## ASSIGNMENT:
Even the shortest line counts, so transcribe all the data exactly.

## INPUT FOR THIS TASK:
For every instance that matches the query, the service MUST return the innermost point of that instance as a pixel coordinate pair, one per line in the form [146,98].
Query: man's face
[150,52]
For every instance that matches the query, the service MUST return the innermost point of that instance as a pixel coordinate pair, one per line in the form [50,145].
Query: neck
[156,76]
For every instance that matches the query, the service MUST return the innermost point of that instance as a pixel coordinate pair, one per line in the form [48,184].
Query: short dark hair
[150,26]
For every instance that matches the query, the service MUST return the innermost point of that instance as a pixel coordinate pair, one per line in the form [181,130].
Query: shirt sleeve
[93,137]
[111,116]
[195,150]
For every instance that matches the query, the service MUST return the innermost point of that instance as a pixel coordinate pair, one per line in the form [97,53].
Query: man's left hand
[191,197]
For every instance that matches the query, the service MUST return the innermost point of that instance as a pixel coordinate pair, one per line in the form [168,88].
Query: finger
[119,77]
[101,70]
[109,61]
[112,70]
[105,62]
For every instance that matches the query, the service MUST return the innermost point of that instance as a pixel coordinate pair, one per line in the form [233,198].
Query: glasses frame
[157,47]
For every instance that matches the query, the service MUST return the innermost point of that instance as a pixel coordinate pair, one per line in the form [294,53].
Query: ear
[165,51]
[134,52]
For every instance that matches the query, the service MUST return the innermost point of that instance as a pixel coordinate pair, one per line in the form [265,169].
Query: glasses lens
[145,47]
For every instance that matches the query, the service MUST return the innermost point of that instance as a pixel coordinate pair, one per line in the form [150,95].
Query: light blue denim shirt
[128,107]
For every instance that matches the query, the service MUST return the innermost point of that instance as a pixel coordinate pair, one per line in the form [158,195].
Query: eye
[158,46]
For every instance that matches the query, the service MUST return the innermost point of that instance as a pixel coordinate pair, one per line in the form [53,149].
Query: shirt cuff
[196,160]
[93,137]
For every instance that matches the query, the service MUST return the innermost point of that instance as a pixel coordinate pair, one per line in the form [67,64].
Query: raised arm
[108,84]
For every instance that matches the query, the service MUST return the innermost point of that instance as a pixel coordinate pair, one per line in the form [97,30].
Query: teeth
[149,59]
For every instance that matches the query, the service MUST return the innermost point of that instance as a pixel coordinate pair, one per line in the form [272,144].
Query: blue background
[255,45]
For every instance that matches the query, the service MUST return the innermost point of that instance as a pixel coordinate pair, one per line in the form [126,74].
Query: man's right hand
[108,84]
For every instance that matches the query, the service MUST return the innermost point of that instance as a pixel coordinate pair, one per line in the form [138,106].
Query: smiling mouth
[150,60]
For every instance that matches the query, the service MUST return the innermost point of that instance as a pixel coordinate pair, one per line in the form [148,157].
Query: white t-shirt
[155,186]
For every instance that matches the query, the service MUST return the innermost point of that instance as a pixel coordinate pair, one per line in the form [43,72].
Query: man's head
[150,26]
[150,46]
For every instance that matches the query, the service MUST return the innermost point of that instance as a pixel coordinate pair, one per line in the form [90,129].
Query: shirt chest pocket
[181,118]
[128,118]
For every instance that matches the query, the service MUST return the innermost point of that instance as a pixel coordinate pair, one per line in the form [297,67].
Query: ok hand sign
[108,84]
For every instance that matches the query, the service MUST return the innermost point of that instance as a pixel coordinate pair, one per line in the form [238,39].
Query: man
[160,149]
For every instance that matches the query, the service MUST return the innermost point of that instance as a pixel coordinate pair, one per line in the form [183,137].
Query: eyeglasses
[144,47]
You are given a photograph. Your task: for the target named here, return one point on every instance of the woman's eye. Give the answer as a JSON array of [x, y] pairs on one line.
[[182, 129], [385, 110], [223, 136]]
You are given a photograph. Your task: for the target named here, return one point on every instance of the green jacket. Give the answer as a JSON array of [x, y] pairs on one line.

## TASK SOLUTION:
For every instance that matches the query, the service MUST return the innermost point of that instance as a pixel coordinate pair, one per line in the form [146,98].
Query: man's face
[150,52]
For every instance that matches the query, the service MUST return the innermost point of that instance as a pixel coordinate pair, one per line in the form [50,145].
Query: neck
[156,76]
For every instance that matches the query, the service MUST return the innermost point of that instance as a pixel coordinate pair, one per line in the form [48,184].
Query: short dark hair
[150,26]
For every instance that matches the query, the service MUST return the innermost point of that instance as a pixel coordinate pair, one per line in the form [181,130].
Query: shirt sleeve
[93,137]
[111,116]
[195,150]
For every instance that matches the query, the service MUST return the innermost point of that instance as a pixel coordinate pair, one per line in the form [97,53].
Query: man's left hand
[191,197]
For every instance that matches the query, the service MUST return the innermost point of that instance as a pixel coordinate pair, one per line in the form [168,88].
Query: finger
[119,77]
[101,70]
[109,61]
[112,70]
[105,62]
For every instance that matches the query, the service MUST return the innermost point of that instance as a pixel coordinate pair, one per line in the form [233,198].
Query: glasses frame
[157,47]
For every instance that matches the query, the service MUST return the innermost point of that instance as a pixel coordinate pair, one per line in the form [294,53].
Query: ear
[165,51]
[134,52]
For every instance that matches the query, the service MUST return the innermost point of that instance as a pixel coordinate pair, one per line in the form [265,169].
Query: glasses lens
[145,47]
For every instance that matches the query, the service MUST return the innermost point of that instance as a pixel coordinate pair, one per line in the form [150,95].
Query: light blue denim shirt
[128,107]
For every instance that matches the query, the service MUST return the innermost point of that instance as a pixel coordinate pair, one per line in the form [158,195].
Query: eye
[158,46]
For every instance that matches the query, the service MUST return the innermost point of that instance as a pixel coordinate pair, one per line in the form [53,149].
Query: shirt cuff
[196,160]
[93,137]
For every instance that matches the query, the service MUST return the innermost point of that instance as a pixel coordinate pair, one per line in the form [67,64].
Query: raised arm
[108,84]
For every instance that matches the query, the service MUST return the innermost point of that instance as a pixel coordinate pair, one per line in the form [97,30].
Query: teeth
[149,59]
For every instance that matches the query, the service MUST return the innermost point of that instance as a pixel coordinate pair, one per line in the form [272,144].
Query: blue background
[255,45]
For every instance that matches the query, the service MUST return the innermost point of that instance as a pixel coordinate pair, one per line in the form [126,74].
Query: man's right hand
[108,84]
For every instance that matches the query, the service MUST return the innermost point of that instance as a pixel coordinate pair, one per line in the form [138,106].
Query: smiling mouth
[150,60]
For every instance that matches the query, the service MUST return the innermost point of that instance as a pixel coordinate pair, one per line in the form [148,157].
Query: white t-shirt
[155,186]
For every instance that matches the query, the service MUST return the innermost point of that instance as a pixel coordinate pair, one per line in the form [43,72].
Query: man's head
[150,26]
[150,46]
For every instance that matches the query, the service MUST return the innermost point of that instance as a pixel coordinate pair, one per line in the form [90,129].
Query: shirt chest pocket
[181,118]
[128,118]
For every instance that matches the query, the service MUST return the innermost point of that instance as a pixel coordinate pair, one per line in the form [297,67].
Query: ok hand sign
[108,84]
For every instance that matches the query, the service MUST return the innermost point of that instance as a pixel coordinate pair, one per line in the form [238,39].
Query: man
[160,149]
For every instance that matches the query, the service MUST return the innermost point of that instance as a pixel coordinate pair, one per line in the form [183,137].
Query: eyeglasses
[144,47]
You are given a photograph. Your task: for the target named here, return one point on every instance of the woman's eye. Give the answer as a JSON array of [x, y] pairs on one line.
[[182, 129], [385, 110], [223, 136]]
You are given a photograph. Your task: for the target named here, return one point on every instance of the green jacket. Give the answer as a JSON array of [x, y] pairs on one line.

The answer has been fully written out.